Records -
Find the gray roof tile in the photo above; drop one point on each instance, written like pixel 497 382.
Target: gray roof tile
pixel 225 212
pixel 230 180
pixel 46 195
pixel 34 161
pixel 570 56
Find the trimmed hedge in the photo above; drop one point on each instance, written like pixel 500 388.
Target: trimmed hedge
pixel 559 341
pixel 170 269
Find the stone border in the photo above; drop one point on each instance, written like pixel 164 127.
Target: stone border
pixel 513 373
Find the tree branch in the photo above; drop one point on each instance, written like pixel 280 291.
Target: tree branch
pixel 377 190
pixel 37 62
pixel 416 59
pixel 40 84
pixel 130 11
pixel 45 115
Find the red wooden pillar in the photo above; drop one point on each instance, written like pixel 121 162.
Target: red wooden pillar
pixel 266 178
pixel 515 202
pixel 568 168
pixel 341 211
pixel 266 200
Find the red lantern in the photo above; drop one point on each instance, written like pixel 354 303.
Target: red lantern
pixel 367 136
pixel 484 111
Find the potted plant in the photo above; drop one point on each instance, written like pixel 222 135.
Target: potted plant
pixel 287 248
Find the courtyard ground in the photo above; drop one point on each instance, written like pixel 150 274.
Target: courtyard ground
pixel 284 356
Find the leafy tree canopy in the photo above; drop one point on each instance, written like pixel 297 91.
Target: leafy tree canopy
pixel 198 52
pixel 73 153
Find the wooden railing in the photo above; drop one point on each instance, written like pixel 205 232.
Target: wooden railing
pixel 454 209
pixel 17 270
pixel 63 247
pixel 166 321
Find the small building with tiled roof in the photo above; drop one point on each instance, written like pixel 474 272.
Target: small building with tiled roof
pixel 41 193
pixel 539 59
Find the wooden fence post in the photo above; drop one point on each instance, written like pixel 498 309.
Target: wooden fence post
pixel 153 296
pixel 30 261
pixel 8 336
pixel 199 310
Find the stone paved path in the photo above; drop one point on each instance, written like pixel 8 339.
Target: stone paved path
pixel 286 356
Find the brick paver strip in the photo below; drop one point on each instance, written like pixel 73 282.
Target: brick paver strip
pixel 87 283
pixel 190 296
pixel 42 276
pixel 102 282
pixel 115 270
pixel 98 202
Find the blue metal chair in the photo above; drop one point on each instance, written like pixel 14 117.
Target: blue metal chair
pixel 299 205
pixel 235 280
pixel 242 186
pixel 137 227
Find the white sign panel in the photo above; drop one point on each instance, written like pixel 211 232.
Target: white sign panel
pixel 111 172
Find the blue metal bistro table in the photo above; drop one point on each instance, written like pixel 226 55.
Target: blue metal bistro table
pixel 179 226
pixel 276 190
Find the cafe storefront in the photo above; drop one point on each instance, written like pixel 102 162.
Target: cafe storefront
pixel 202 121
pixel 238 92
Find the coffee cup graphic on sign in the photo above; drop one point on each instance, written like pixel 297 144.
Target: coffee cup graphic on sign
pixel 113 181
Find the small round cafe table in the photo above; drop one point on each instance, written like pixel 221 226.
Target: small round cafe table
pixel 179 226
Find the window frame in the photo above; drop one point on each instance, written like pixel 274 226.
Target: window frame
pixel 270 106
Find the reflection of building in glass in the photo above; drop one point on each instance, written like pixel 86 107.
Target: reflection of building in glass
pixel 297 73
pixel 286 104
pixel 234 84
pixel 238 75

Given request -
Copy out all of the items above word for word, line by line, changing nothing.

Response for this exercise -
Find the gray roof tile in the photo above; drop one point on each instance, written like pixel 497 382.
Target: gray roof tile
pixel 225 212
pixel 230 180
pixel 46 195
pixel 34 161
pixel 570 56
Find the trimmed hedge in the photo above; drop one point on each instance, written like pixel 500 388.
Target: trimmed hedge
pixel 559 341
pixel 170 269
Find the stone border in the photo above; drop one point on each instance, written like pixel 164 127.
Target: stone border
pixel 513 373
Find the tree branch in the photo above; drop one point on each instance, written like pixel 280 291.
Target: tree branch
pixel 377 190
pixel 37 62
pixel 416 59
pixel 40 84
pixel 130 11
pixel 45 115
Find the red wooden pillar in the photo above; drop one point on each instance, written like pixel 121 162.
Target: red wooden pillar
pixel 266 178
pixel 515 202
pixel 568 168
pixel 341 211
pixel 266 200
Find the red lantern in the photo above; drop one point on each instance, written like pixel 354 303.
Target: red lantern
pixel 367 136
pixel 484 111
Find the potted plant in the photo above; drop one point on each instance, written like pixel 222 135.
Target: potted plant
pixel 287 248
Find the courtyard ground in the photo above; drop one point on each instance, written like pixel 150 274.
Target: courtyard ground
pixel 284 356
Find the leafy tree canopy in the photo above; drop one point on each instance, written like pixel 297 91.
Target: leafy tree canopy
pixel 198 52
pixel 73 153
Find the wooden railing in the photo above; drop one point on each instance, written like pixel 205 232.
Target: wooden railing
pixel 454 209
pixel 17 270
pixel 63 247
pixel 166 321
Find the small building with tiled roof in the photo above; drop one point on each instance, written like pixel 474 272.
Target: small building with tiled roof
pixel 41 193
pixel 539 59
Find the wooden fence post in the photo above; drop one point on each instance, written like pixel 498 309.
Target: wooden fence post
pixel 153 296
pixel 30 261
pixel 8 336
pixel 199 310
Find the stone paved path in the photo above; drop one point on each instance, written like pixel 8 339.
Target: stone paved path
pixel 286 356
Find the brick paver strip in the photo below; drop one point on each instance, written like pixel 73 282.
Target: brick paver strip
pixel 87 283
pixel 190 296
pixel 42 276
pixel 102 282
pixel 115 270
pixel 98 202
Find the blue metal chair in the photo above; drop one point on each instance, written like pixel 14 117.
Target: blue metal chair
pixel 299 205
pixel 235 280
pixel 242 186
pixel 137 227
Find the white sign panel in the photo above; drop one point on each instance, written like pixel 211 232.
Target: white sign panel
pixel 111 172
Find the blue metal bistro table in the photo above; drop one point on each instance, written like pixel 226 55.
Target: blue metal bistro table
pixel 179 226
pixel 276 190
Find the cafe storefront in the photo above; drop one point on each instance, written like pixel 102 162.
Target: cafe storefront
pixel 202 121
pixel 238 92
Find the coffee cup graphic on sign in the photo above; drop one point on each instance, written like pixel 297 144.
Target: coffee cup graphic on sign
pixel 113 181
Find the small round cafe table in the photo above; drop one point on each instance, written like pixel 221 226.
Target: small round cafe table
pixel 179 226
Find the window frame in the photo above; drop one point on each instance, written like pixel 274 226.
Target: window frame
pixel 270 106
Find the reflection of building in glass in the photo above; drop one point on each instance, written like pixel 86 107.
Target: reflection of building in glass
pixel 297 73
pixel 286 104
pixel 234 84
pixel 238 75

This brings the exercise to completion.